=== Work instruction ===
Below are some records; output all of them exactly as they read.

=== Input for this task ===
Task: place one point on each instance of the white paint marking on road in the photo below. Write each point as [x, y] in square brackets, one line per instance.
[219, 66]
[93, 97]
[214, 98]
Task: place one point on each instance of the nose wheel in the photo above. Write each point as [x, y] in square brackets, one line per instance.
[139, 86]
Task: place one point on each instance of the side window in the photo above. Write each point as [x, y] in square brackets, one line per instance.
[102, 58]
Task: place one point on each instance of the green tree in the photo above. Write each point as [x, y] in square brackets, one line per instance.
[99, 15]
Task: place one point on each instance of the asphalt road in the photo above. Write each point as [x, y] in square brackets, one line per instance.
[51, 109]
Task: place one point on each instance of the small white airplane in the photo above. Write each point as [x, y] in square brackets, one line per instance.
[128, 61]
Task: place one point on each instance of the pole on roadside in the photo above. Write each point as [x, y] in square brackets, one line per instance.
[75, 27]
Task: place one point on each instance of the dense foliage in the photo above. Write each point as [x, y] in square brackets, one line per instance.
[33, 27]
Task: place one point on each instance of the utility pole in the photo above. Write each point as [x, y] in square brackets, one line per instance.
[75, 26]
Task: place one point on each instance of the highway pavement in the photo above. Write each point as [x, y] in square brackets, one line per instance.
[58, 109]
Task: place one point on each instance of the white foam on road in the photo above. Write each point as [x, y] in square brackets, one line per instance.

=== Output ===
Task: place one point on each instance of the white paint marking on road in the photo below. Write each point as [x, y] in square brackets, one line per instance.
[219, 66]
[93, 97]
[214, 98]
Task: place one point on each instance of the nose wheel in the photo above. Write each point as [x, y] in square brackets, one line per instance.
[139, 86]
Task: place one point on each instance of the side window in the photo above. Write each point as [x, y] in square brackets, one line per instance.
[102, 58]
Task: place one point on each instance of the green tree in the photo above. Write each point as [x, y] in square brackets, one line per instance.
[99, 15]
Task: place one point on each instance of the asphalt road in the photo above. Write each point as [x, y] in square brackets, one line per instance.
[51, 109]
Task: place one point on each instance of the small white airplane in the photo above. Write each point as [x, y] in square brackets, one line per instance.
[128, 61]
Task: place one point on each instance of the pole on roadside in the photo above. Write each point as [x, y] in square brackets, one line per instance.
[75, 27]
Task: place one point on each instance of the dense foliage in the photo above. Write each point as [x, y] in square brackets, one line per instance.
[33, 27]
Task: place one point on each instance of the utility pole in the photo above. Write each point as [x, y] in square brackets, one line per instance.
[75, 26]
Task: place one point on each instance of the highway pavement in the photo above. Write each point as [x, y] in square brackets, one line per instance.
[58, 109]
Task: place one point on each instance of the white foam on road in the photo above. Write each point as [x, y] in square brackets, one line per instance.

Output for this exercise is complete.